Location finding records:
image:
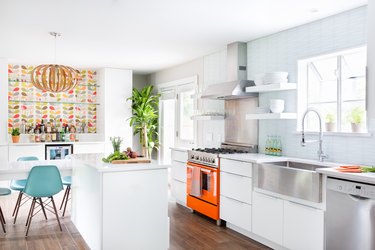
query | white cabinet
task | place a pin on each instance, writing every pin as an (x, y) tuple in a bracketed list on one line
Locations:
[(303, 227), (26, 150), (236, 186), (268, 217), (235, 212), (178, 174), (236, 193), (83, 148), (291, 225)]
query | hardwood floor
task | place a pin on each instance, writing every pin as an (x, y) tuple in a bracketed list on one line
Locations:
[(187, 231)]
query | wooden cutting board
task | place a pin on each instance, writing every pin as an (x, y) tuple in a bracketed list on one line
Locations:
[(132, 160)]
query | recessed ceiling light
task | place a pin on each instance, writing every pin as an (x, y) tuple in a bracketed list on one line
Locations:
[(312, 10)]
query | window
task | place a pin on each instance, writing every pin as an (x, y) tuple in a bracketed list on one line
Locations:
[(177, 104), (335, 85)]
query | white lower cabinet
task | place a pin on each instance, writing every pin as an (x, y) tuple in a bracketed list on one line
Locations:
[(179, 191), (303, 227), (236, 186), (268, 217), (289, 224), (235, 212)]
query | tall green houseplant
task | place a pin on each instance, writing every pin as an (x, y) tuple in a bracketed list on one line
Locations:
[(144, 118)]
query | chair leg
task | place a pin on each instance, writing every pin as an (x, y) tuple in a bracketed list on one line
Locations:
[(2, 220), (57, 216), (66, 199), (18, 202), (28, 222), (62, 202), (44, 211), (2, 216)]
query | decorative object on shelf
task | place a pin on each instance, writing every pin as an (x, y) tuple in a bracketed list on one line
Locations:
[(55, 78), (15, 135), (116, 143), (144, 118), (330, 122), (356, 118), (277, 105), (72, 107)]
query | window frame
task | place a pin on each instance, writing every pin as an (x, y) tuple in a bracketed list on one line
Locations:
[(302, 92)]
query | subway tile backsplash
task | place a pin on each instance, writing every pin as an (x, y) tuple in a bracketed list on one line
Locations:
[(280, 52)]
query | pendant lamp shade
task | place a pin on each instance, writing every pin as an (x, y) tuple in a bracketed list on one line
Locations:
[(55, 78)]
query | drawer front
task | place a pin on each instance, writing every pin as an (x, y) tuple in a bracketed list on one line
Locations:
[(179, 171), (236, 187), (179, 191), (180, 156), (236, 167), (235, 212)]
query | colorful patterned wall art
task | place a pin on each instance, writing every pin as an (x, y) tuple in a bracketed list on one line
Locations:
[(75, 107)]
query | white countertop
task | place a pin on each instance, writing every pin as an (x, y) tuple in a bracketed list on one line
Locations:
[(180, 149), (54, 143), (95, 161), (362, 177), (330, 171)]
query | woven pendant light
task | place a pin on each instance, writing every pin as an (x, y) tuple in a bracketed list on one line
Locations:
[(53, 77)]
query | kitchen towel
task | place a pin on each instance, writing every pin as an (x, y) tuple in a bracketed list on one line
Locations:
[(195, 188)]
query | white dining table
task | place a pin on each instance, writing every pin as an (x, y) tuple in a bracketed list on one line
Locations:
[(21, 169)]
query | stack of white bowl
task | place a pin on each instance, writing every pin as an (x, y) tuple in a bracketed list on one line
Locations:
[(271, 78)]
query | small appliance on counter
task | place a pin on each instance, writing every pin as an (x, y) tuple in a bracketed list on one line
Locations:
[(203, 178), (57, 151)]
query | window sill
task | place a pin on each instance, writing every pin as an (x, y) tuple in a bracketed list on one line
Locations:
[(342, 134)]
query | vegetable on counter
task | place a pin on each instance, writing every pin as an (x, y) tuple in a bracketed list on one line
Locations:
[(355, 169), (115, 156)]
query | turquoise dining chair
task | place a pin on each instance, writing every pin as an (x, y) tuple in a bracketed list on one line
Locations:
[(67, 181), (44, 181), (3, 191), (19, 185)]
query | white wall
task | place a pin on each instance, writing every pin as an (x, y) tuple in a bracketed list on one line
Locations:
[(4, 101), (114, 110), (280, 52), (371, 62)]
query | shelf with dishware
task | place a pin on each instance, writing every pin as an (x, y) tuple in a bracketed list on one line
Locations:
[(207, 117), (271, 116), (52, 102), (271, 87)]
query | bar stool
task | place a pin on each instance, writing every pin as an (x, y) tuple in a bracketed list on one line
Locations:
[(44, 181), (19, 185), (3, 191), (67, 181)]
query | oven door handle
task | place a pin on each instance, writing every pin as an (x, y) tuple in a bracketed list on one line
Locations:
[(205, 170), (201, 169)]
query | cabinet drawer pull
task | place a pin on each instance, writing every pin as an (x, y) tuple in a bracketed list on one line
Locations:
[(235, 201)]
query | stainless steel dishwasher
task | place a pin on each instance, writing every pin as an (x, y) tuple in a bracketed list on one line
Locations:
[(350, 215)]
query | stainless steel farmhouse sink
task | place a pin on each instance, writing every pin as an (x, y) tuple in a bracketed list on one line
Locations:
[(295, 179)]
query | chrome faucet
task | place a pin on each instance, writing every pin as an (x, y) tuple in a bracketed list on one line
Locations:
[(321, 154)]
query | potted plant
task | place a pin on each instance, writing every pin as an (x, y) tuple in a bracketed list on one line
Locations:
[(356, 119), (144, 119), (15, 135), (330, 120)]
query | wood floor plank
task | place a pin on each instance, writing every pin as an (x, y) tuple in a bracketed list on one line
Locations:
[(187, 231)]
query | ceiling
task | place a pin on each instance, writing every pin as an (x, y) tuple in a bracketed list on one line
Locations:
[(145, 35)]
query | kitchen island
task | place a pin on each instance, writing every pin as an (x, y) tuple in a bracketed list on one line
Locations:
[(120, 206)]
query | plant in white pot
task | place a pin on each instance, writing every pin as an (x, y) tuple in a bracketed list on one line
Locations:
[(330, 120), (356, 116)]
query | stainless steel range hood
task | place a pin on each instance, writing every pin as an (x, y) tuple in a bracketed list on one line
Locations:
[(235, 87)]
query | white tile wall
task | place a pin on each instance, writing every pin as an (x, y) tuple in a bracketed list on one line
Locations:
[(215, 71), (281, 51)]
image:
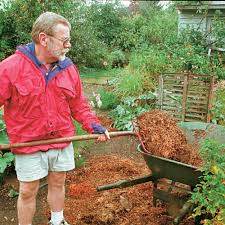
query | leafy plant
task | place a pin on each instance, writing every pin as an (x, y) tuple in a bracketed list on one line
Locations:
[(209, 195), (130, 83), (218, 110), (130, 108), (109, 99)]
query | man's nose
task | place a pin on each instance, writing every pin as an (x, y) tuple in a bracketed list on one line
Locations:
[(67, 44)]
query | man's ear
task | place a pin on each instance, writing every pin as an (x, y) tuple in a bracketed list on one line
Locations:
[(43, 39)]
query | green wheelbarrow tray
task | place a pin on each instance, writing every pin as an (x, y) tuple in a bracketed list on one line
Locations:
[(173, 170)]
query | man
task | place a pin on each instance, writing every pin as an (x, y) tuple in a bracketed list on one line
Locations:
[(41, 90)]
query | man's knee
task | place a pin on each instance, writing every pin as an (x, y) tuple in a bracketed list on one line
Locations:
[(28, 190)]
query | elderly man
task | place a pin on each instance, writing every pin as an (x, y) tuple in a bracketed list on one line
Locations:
[(41, 92)]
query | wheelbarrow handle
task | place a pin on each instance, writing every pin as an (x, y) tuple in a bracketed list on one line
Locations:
[(64, 139)]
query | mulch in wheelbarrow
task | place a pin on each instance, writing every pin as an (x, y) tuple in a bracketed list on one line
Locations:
[(162, 137)]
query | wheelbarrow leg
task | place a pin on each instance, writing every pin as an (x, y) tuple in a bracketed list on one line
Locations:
[(185, 209), (125, 183)]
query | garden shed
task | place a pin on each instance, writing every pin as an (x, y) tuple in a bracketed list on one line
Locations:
[(199, 16)]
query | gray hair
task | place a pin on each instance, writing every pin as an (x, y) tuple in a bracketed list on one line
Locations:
[(46, 23)]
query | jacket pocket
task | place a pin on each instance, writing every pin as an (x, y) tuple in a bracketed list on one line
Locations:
[(66, 94), (29, 99)]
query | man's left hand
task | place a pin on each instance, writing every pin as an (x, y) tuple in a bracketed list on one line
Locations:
[(104, 137)]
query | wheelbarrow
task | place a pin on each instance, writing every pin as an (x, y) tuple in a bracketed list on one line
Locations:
[(172, 170)]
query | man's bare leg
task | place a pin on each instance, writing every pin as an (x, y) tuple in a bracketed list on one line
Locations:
[(26, 204), (56, 190)]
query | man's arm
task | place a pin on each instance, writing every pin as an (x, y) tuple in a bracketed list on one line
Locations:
[(81, 112)]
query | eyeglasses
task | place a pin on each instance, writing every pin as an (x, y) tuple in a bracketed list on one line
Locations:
[(64, 41)]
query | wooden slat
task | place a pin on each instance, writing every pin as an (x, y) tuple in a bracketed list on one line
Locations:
[(193, 120), (196, 97), (197, 102), (210, 99), (196, 107), (198, 92), (196, 110), (192, 101), (195, 116)]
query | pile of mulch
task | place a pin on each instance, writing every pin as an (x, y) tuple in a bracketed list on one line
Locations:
[(127, 206), (162, 137)]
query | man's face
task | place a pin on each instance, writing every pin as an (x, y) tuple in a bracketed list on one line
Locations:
[(59, 43)]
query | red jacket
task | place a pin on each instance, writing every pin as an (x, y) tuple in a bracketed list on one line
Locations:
[(36, 108)]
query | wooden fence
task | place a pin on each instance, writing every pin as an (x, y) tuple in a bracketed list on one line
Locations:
[(188, 97)]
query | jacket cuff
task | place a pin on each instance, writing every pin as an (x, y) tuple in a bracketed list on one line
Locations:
[(98, 129)]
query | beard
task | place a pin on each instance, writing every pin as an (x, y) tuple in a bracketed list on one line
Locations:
[(59, 54)]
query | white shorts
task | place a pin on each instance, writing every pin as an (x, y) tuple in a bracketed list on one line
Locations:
[(30, 167)]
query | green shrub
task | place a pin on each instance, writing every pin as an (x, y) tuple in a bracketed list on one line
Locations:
[(209, 195), (109, 99), (129, 108), (130, 83), (218, 110)]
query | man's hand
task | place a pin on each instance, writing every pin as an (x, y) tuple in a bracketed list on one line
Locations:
[(104, 137), (98, 129)]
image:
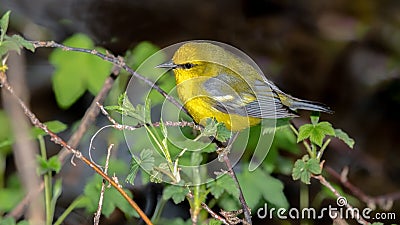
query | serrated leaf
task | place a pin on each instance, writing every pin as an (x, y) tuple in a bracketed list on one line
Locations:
[(10, 46), (23, 42), (263, 186), (145, 161), (49, 165), (303, 168), (76, 72), (314, 117), (313, 166), (176, 192), (112, 198), (4, 25), (344, 137), (54, 126), (315, 132), (223, 134)]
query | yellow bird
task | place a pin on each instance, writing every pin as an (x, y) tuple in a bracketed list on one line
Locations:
[(215, 83)]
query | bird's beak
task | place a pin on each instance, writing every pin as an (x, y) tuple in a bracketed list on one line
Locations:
[(168, 65)]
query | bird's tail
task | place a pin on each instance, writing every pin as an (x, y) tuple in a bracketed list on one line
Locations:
[(309, 105)]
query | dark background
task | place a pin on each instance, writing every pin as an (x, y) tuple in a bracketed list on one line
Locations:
[(345, 54)]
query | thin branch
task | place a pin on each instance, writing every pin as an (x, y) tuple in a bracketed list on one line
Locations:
[(91, 113), (231, 172), (24, 148), (118, 61), (324, 182), (56, 139), (119, 126), (97, 215), (89, 117), (210, 211), (384, 201)]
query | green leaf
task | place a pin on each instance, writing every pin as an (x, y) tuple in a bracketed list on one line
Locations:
[(214, 222), (176, 192), (223, 184), (7, 221), (54, 126), (344, 137), (218, 130), (145, 161), (315, 132), (8, 45), (195, 146), (10, 197), (23, 42), (76, 72), (125, 107), (223, 134), (259, 185), (57, 190), (303, 168), (52, 164), (4, 25), (314, 117)]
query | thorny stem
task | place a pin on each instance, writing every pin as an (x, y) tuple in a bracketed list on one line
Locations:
[(56, 139)]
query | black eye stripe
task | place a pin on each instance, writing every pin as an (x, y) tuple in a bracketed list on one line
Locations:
[(187, 66)]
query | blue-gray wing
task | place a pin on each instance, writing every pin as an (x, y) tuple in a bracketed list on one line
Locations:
[(235, 95)]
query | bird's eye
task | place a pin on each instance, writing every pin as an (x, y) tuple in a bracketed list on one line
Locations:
[(187, 66)]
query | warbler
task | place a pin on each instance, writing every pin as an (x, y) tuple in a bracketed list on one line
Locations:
[(213, 82)]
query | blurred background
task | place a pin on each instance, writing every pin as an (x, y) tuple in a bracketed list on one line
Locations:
[(345, 54)]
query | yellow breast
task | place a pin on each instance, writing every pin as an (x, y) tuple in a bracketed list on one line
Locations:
[(200, 105)]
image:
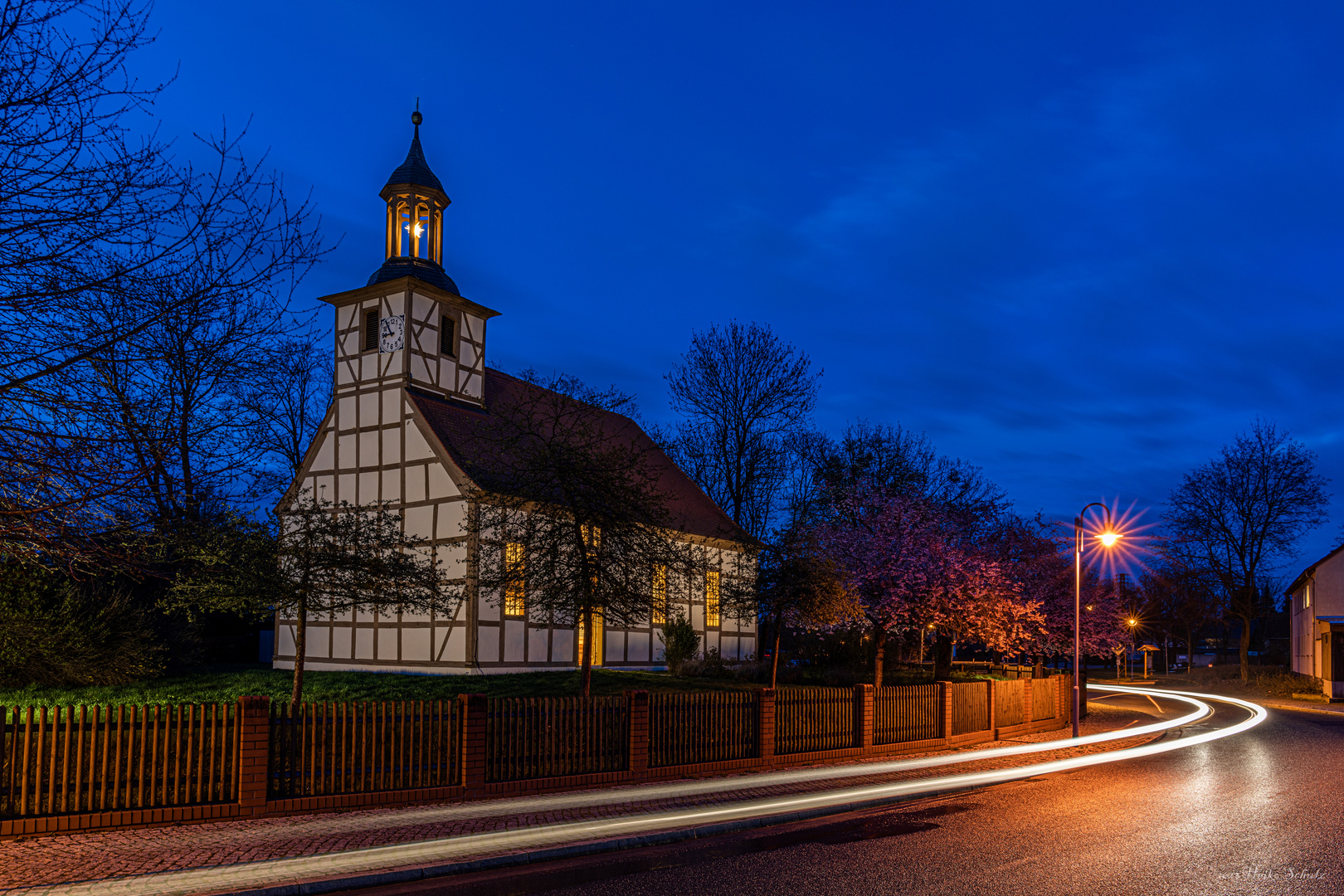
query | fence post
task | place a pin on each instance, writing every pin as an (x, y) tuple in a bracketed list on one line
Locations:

- WHAT THIS TASK INVOLVES
Repeat the records starting at the line that has "query | wooden fence" and stopping after the line that has "211), (384, 201)]". Leave the picture out.

- THE REPLY
query | wooden fence
task | place a pin on each instance, writing every pin as an (x, y) tuple in a bracketed list on one line
Locations:
[(188, 97)]
query | jacket cuff
task | place a pin on each instance, writing every pin as an (x, y) tuple in a bracketed list on one line
Locations:
[(98, 129)]
query | beard
task | place a pin on each instance, writing every pin as an (x, y) tuple in a bracketed list on one line
Locations:
[(59, 54)]
query | white shorts
task | place a pin on each instance, writing every pin as an (x, y) tuple in a bracketed list on one line
Locations:
[(30, 167)]
query | green shrub
task | place a pin on each instance, writing every pin as an (x, y) tuple in a bracketed list on one line
Locations:
[(209, 195), (109, 99), (129, 108), (130, 83), (218, 110)]
query | man's hand
task | place a pin on each instance, writing every pin as an (x, y) tuple in a bracketed list on one line
Locations:
[(104, 137), (98, 129)]
image:
query | serrated leaf
task | place a pin on each instance, writing every pin as an (x, y) tuple in a bracketed list on one line
Locations:
[(10, 46), (23, 42), (263, 186), (145, 161), (49, 165), (303, 168), (76, 72), (314, 117), (313, 166), (176, 192), (112, 198), (4, 25), (344, 137), (54, 126), (315, 132), (223, 134)]
query | yellow bird
task | place a pin on each instance, writing every pin as an (x, y) tuple in a bracketed list on one line
Locations:
[(215, 83)]
query | bird's beak
task | place a pin on each instance, writing every pin as an (x, y) tuple in a bracketed list on one line
Locations:
[(168, 65)]
query | bird's tail
task | place a pin on each instance, writing every pin as an (x, y) tuple in a bracketed list on one line
Locations:
[(309, 105)]
query | dark background
task | place a pin on each instance, writing every pin as an (x, y) tuple in a bracketed list on one line
Locations:
[(345, 54)]
query | thin branch
task | place a pin on each instance, writing every pin as an (x, y) tuple in a bracketed list on one line
Locations:
[(91, 113), (231, 172), (24, 148), (118, 61), (324, 182), (56, 139), (119, 126), (97, 215), (89, 117), (210, 211), (384, 201)]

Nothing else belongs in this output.